(FRAGMENTO DEL DOCUMENTO)
■ ■ ■ ■

Los que no se resignan, “ese exceso que no se disciplina” son, para la autora, los trabajadores de las fábricas sin patrón o los integrantes de las asambleas barriales, que “constituyeron otros modos de lazo social”. Pero su silueta podría ser también la que, súbitamente, en un taller de producción grupal, hizo presente la memoria de los desaparecidos.
En las noches del 19 y 20 de diciembre de 2001, cuando desde distintos barrios una multitud salió a la calle en el “cacerolazo”, el Centro Telefónico de Atención al Suicida del Gobierno de la Ciudad de Buenos Aires constató que casi no había recibido llamados de potenciales suicidas. El caso puede ilustrar una idea freudiana muy mencionada pero, en general, poco elucidada: la de que toda psicología individual es psicología social. Lacan realiza al respecto: “Lo colectivo no es sino el sujeto de lo individual”. ¿Cómo operaban esas multitudes que se manifestaban de modo tan inusual, unidas por el frágil hilo de una consigna inviable, sobre el desasosiego mortífero de aquellos suicidas potenciales? ¿Qué amparo, qué horizonte podían ofrecer en tan álgido momento, donde toda esperanza política había colapsado? No es posible reconstruir exactamente cómo operó entonces lo colectivo, pero situaciones como ésta interpelan fuertemente a aquellas capturas de sentido que psicologizan los padecimientos humanos y sus modalidades de abordaje: la psicologización-despolitización de lo social hace invisibles las estrategias biopolíticas de las lógicas capitalistas, que producen y reproducen soledades y desamparos.

■ ■ ■ ■

(INFORMACIÓN PROPORCIONADA)
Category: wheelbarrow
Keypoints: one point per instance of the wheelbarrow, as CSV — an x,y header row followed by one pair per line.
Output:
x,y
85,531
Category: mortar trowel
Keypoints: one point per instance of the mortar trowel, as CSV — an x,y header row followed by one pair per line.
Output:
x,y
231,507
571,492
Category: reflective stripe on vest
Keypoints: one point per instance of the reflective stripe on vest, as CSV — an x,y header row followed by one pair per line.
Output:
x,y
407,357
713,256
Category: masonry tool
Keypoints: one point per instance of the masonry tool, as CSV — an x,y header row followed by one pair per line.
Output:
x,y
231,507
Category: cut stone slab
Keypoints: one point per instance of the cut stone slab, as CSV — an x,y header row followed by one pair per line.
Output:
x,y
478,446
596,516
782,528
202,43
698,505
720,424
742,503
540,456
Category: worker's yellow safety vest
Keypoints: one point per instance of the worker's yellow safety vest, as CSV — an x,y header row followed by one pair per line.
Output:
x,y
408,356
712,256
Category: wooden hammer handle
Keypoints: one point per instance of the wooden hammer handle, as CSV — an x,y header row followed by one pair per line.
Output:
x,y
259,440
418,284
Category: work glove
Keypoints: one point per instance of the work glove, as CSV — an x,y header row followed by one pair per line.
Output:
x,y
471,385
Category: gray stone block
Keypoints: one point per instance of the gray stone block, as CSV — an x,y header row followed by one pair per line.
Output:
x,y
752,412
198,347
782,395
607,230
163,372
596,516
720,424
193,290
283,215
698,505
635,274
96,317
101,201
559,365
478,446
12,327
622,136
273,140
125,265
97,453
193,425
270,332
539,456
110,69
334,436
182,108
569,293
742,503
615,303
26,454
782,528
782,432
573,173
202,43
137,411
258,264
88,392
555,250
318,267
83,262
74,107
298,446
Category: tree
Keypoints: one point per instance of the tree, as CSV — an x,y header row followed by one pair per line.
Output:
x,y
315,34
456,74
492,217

■ ■ ■ ■

(TUS TAREAS)
#1 ¿Puedes reproducir el tramo del texto sobre el cacerolazo que va desde "Los que no se" hasta "de los desaparecidos.", reemplazando "asambleas barriales" por "asambleas vecinales"?
#2 ¿Cómo seguiría el texto sobre el cacerolazo de 2001? Continúalo a partir de su última oración.

(RESPUESTAS POR TAREA)
#1
Los que no se resignan, “ese exceso que no se disciplina” son, para la autora, los trabajadores de las fábricas sin patrón o los integrantes de las asambleas vecinales, que “constituyeron otros modos de lazo social”. Pero su silueta podría ser también la que, súbitamente, en un taller de producción grupal, hizo presente la memoria de los desaparecidos.

#2
Otro caso, tomado de las investigaciones sobre las asambleas barriales, se fecha más de un año después, cuando, en el puente Avellaneda, policías mataron a los jóvenes Maximiliano Kosteki y Darío Santillán, del Movimiento de Desocupados Aníbal Verón. Ese día fue el elegido por una señora para concurrir por primera vez a la asamblea de su barrio: les explicó a sus vecinos que estaba mirando por televisión la represión policial, feroz, y que “tuve mucho miedo, por eso vine”. Generalmente se supone que, para buscar amparo frente a desmanes, la gente se encierra en la casa con su familia. Ahora, en cambio, ante el horror que la pantalla de la tele llevaba a su casa, la señora buscaba amparo en la asamblea, junto a otros, desconocidos; ellos la ampararían, o se ampararía con ellos. En una ciudad cada vez más “insegura”, el entre-vecinos desplegado por el movimiento asambleario hizo de la calle y de esos desconocidos un ámbito de hospitalidad que inventó lazos de vecindad donde sólo habitaban aislamientos y soledades.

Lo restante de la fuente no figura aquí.